Supplied data: Begin

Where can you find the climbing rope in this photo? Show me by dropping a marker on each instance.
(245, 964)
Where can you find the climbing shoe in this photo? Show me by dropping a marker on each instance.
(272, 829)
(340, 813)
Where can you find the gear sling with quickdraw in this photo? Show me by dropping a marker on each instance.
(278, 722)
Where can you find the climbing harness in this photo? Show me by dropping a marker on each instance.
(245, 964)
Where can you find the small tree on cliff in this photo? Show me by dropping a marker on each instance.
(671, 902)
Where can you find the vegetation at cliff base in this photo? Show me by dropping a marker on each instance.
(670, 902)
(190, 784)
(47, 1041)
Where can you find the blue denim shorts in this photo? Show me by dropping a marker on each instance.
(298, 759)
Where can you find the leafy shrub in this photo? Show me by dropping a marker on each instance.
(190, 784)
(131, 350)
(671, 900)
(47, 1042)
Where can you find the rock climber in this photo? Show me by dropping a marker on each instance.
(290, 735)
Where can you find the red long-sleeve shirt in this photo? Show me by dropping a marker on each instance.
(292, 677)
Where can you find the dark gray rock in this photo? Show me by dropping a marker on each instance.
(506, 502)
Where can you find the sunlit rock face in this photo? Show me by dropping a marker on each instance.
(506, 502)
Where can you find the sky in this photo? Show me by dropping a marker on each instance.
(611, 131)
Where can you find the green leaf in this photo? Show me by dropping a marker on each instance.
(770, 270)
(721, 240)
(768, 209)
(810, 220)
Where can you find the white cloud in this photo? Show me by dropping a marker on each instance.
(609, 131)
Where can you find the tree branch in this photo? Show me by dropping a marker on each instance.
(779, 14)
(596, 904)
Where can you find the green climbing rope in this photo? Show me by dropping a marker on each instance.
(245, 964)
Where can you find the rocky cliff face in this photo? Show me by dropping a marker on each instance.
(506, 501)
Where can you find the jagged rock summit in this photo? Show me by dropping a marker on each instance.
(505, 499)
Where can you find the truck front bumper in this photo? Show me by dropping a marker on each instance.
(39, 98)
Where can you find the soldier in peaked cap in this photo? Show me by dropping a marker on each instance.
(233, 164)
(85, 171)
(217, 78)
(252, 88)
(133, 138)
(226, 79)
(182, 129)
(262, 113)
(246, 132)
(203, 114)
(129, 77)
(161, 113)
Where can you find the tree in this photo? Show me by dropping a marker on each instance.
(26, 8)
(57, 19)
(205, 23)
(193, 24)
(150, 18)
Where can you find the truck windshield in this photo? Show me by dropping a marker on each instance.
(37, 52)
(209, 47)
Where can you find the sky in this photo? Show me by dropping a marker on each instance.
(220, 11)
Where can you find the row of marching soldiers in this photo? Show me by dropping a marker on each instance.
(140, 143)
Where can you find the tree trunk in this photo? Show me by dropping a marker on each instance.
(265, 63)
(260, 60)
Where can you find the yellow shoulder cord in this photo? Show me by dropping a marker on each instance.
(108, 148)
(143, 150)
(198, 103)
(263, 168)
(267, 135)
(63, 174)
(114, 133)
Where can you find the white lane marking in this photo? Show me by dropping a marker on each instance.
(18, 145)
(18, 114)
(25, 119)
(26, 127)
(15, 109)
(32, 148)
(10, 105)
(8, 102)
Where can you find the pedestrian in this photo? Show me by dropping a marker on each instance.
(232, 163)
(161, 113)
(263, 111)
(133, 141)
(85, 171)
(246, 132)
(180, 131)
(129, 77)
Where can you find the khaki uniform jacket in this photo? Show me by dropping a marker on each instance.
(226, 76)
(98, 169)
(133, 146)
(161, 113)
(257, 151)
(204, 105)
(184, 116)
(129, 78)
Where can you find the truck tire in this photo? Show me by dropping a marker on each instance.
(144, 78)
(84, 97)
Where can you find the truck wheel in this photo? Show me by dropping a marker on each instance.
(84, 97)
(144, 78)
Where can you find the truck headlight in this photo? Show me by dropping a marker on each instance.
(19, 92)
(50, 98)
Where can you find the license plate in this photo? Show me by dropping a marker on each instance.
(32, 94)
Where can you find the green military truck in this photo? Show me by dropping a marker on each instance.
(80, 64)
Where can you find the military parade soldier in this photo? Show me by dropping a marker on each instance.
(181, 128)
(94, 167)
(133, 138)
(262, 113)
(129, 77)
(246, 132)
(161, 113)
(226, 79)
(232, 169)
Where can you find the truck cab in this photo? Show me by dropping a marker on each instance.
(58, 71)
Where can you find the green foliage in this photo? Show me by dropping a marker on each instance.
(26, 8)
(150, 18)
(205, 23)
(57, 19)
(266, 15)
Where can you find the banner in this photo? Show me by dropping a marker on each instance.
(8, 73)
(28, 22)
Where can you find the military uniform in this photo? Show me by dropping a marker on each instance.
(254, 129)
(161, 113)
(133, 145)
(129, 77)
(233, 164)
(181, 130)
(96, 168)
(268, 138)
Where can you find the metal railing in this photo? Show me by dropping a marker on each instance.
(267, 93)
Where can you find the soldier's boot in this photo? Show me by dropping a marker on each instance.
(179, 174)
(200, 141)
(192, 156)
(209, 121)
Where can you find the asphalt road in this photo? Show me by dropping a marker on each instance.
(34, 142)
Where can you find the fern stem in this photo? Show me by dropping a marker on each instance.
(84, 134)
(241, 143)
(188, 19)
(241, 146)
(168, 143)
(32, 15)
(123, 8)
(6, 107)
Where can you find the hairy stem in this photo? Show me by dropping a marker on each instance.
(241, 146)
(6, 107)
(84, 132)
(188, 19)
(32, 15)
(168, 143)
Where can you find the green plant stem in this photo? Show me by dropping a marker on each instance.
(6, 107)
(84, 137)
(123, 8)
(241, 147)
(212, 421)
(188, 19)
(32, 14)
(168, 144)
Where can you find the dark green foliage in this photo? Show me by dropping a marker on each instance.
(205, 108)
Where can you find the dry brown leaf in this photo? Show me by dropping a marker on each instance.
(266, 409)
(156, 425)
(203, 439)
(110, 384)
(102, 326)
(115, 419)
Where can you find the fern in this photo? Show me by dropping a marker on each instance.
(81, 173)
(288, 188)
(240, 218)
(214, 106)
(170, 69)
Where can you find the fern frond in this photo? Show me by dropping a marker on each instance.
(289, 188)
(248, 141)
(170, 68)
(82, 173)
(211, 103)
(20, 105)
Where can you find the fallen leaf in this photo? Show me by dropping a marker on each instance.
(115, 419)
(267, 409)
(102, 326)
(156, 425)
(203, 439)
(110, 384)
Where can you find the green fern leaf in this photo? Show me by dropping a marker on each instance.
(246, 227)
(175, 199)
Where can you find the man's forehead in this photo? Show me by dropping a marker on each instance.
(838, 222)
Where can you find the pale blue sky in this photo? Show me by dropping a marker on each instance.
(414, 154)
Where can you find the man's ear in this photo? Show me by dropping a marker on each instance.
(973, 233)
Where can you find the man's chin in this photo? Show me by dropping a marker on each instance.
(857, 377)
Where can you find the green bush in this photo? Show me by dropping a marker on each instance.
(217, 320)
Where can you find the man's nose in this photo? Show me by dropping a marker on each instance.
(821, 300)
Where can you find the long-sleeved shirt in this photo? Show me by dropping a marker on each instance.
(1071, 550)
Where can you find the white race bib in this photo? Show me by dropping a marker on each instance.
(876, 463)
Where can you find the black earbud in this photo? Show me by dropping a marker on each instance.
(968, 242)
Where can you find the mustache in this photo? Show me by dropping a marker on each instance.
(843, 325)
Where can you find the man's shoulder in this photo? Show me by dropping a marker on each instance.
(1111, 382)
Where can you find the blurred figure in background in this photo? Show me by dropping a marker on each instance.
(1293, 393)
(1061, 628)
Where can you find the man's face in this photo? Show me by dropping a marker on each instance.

Supplied data: End

• Assignment: Word for word, restate the whole of the material above.

• Output of the exercise:
Where can you find the climbing rope in this photo? Show me by dropping a marker on each instance.
(245, 964)
Where can you find the climbing shoe in this photo? Show me by dropping a marker on each instance.
(272, 829)
(340, 813)
Where can you find the gear sling with quickdraw in this photo? Show me by dropping a marker on each instance.
(278, 722)
Where can you find the climbing harness in this photo? Show me by dropping a marker on each instance.
(245, 964)
Where can you find the small tree on cliff in this photo? Show me by dropping a marker on each instance.
(671, 902)
Where can you find the vegetation at cliff base in this photo? Show me by dropping a marker on each instance.
(670, 902)
(190, 784)
(47, 1041)
Where can you find the blue denim shorts in this photo? Show me by dropping a marker on each instance.
(298, 759)
Where can you find the leafy shrub in this photo? Show me by dropping a marker on each instance.
(190, 784)
(131, 350)
(671, 900)
(47, 1042)
Where can you find the rock climber in this photo? Show me by dropping a marker on each instance.
(290, 735)
Where can you find the red long-sleeve shirt in this photo? Show me by dropping a marker on each instance.
(292, 677)
Where can you find the dark gray rock in this photo? Show me by dropping a marker on each instance.
(506, 502)
Where can you find the sunlit rock face in this photo? Show me by dropping a marker on each instance.
(506, 502)
Where can you find the sky in this photo? Show me by dropping a marker on each instance.
(611, 131)
Where can you find the green leaf in this photo? Show me by dropping a marker on each instance.
(770, 270)
(721, 240)
(768, 209)
(810, 220)
Where can you find the white cloud in this photo? Show me by dropping a marker on each instance.
(609, 131)
Where can you find the tree branch in this photo? Show me by dropping a marker on each instance.
(779, 14)
(596, 904)
Where can you find the green climbing rope in this photo? Show me by dropping a marker on each instance.
(245, 964)
Where can you find the rocky cliff face in this photo? Show me by dropping a marker on each instance.
(506, 501)
Where can you find the jagged rock summit in this photo? Show me by dropping a marker on each instance.
(505, 499)
Where can you find the truck front bumper in this photo? Show me by dropping a marker on each instance.
(39, 98)
Where can you find the soldier in peaked cap in this photo? Show me by dropping a marker on each instance.
(233, 164)
(85, 171)
(217, 78)
(252, 88)
(133, 138)
(226, 79)
(182, 129)
(262, 113)
(246, 132)
(203, 114)
(129, 77)
(161, 113)
Where can you find the tree in this photo? Show me by dropping a marker on each instance.
(26, 8)
(57, 19)
(205, 23)
(193, 24)
(150, 18)
Where can you find the truck windshield in this photo? Show me by dropping a marker on each instance.
(37, 52)
(209, 47)
Where can you find the sky in this photo? Show me by dropping a marker on each instance.
(220, 11)
Where can you find the row of marching soldiers in this photo? Show me by dropping a marker on each instance.
(140, 143)
Where can you find the tree trunk in this photo? Show me by dropping a marker on each instance.
(265, 63)
(260, 60)
Where can you find the yellow shoulder cord in this photo? Show me by dropping a marker on each instance.
(108, 148)
(143, 150)
(198, 103)
(263, 168)
(267, 135)
(63, 174)
(114, 133)
Where can you find the white lane marking in this photo? Show me by dropping a marker on each instance.
(18, 145)
(18, 114)
(25, 119)
(26, 127)
(15, 109)
(32, 148)
(10, 105)
(8, 102)
Where can you find the pedestrian in this photo? Show me by dropping a marker on each instance.
(232, 163)
(161, 113)
(263, 111)
(133, 141)
(85, 171)
(246, 132)
(180, 131)
(129, 77)
Where can you find the khaki uniform jacket in this photo? Show me by dropping a marker on each instance.
(226, 76)
(98, 169)
(133, 146)
(161, 113)
(257, 151)
(204, 105)
(184, 116)
(129, 78)
Where can you find the truck tire in this photo? Show me by dropping a marker on each instance.
(144, 78)
(84, 97)
Where can you find the truck wheel in this photo? Show me by dropping a marker on each instance.
(84, 97)
(144, 78)
Where can you find the truck headlight in this photo? Show me by dropping a marker on each instance.
(19, 92)
(50, 98)
Where can you find the license plate in this photo? Show me by dropping a marker on each instance.
(32, 94)
Where can you find the green military truck in this photo? Show me by dropping a marker on each instance.
(80, 64)
Where can you find the military parade soldier in this photo? Show me by dropping a marker on each instance.
(181, 128)
(94, 167)
(133, 138)
(262, 113)
(129, 77)
(246, 132)
(161, 113)
(226, 79)
(232, 169)
Where can you find the truck cab in this photo? Show me by dropping a marker on each instance.
(58, 71)
Where can you find the green foliage in this photo? Show me by dropping a marker on each instance.
(26, 8)
(150, 18)
(205, 23)
(57, 19)
(266, 15)
Where can you find the banner in this photo? Show me by dropping a marker on each instance.
(8, 73)
(28, 22)
Where can you find the military uniform in this photo? Show me by dropping a marker on each instance.
(254, 129)
(161, 113)
(133, 145)
(129, 77)
(233, 164)
(181, 130)
(96, 168)
(268, 138)
Where can you find the metal railing in this photo? Show me by dropping a marker on each instance.
(267, 93)
Where can you find the soldier's boot in this photo? Show me by dropping a marker on each instance.
(179, 174)
(200, 141)
(192, 156)
(209, 121)
Where can you find the asphalt road in this photo? Show me by dropping a marker on each instance.
(34, 142)
Where can you find the fern stem in this photo? Show me by dropping a marker on each instance.
(84, 134)
(241, 143)
(188, 19)
(241, 146)
(168, 143)
(32, 15)
(123, 8)
(6, 107)
Where can you find the hairy stem in this photo? Show me by dropping a marker on each instance.
(241, 146)
(6, 107)
(84, 132)
(188, 19)
(32, 15)
(168, 143)
Where can you find the green plant stem in this photo? Show me by dropping a marker on each instance.
(6, 107)
(84, 137)
(123, 8)
(241, 147)
(212, 421)
(188, 19)
(32, 14)
(168, 144)
Where can you find the dark green foliage in this photo? Show me by dropping a marker on each instance.
(205, 108)
Where can you find the dry brown leaf in this photo? Show me by dropping a marker on each instance.
(266, 409)
(156, 425)
(203, 439)
(110, 384)
(102, 326)
(115, 419)
Where can you find the fern in this photo? Show me by dropping a marker on each instance.
(81, 173)
(288, 188)
(240, 218)
(214, 106)
(170, 69)
Where can you find the fern frond in this photo? Show me by dropping a marker on each instance.
(289, 188)
(248, 141)
(170, 68)
(82, 173)
(211, 103)
(20, 105)
Where can you find the fallen leaf in this photo? Show me by dropping a marker on each instance.
(115, 419)
(267, 409)
(102, 326)
(156, 425)
(203, 439)
(110, 384)
Where can you find the green fern leaf in this photo? Show me by dropping a marker on each instance.
(246, 227)
(175, 199)
Where can you find the man's forehead in this photo? Show me by dropping a marker on each instance.
(838, 222)
Where can you find the pale blue sky in this photo? Show me by dropping a marker on each instance.
(414, 154)
Where can you find the man's ear in this photo? Show me by dropping a marker on each instance.
(973, 233)
Where can you find the man's chin in this photo? Show me by dropping a marker on each instance.
(857, 377)
Where can you find the green bush in this photo? Show me by dropping a marker on each instance.
(217, 320)
Where can you find the man's nose in this photo? Show me by dropping a marker on each instance.
(821, 300)
Where can you find the long-sleeved shirt in this photo? Show me by dropping a marker on each instance.
(1071, 550)
Where can you find the white race bib in this photo? Show me by dropping a marker on each instance.
(876, 463)
Where can you find the black earbud in this photo? Show me by dropping a marker on each instance.
(968, 242)
Where can you find the mustache in this photo? Show me by dropping a marker on each instance.
(843, 325)
Where can you find the man's shoulder in this photo? Show me by dropping a marker on each instance.
(1111, 382)
Where can you find the blurred figure in background in this photo? Show me by dropping a marker on each instance.
(1293, 393)
(1061, 628)
Where can you find the man's face in this photo? Show me by dropping a marker on each instance.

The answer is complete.